**PROBLEM STATEMENT**
The records must be retyped exactly, with no pictures included.

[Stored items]
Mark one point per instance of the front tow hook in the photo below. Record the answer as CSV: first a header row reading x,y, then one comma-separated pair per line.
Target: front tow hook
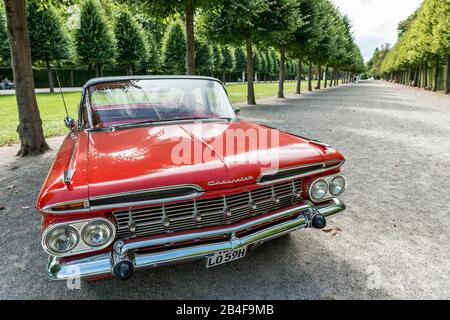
x,y
123,266
319,221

**WRITTEN RESPONSE**
Mark one point per instance of the front tow hook in the photo below. Record the answer as CSV: first a header row reading x,y, then one comma-separated pair per line.
Target: front tow hook
x,y
123,266
319,221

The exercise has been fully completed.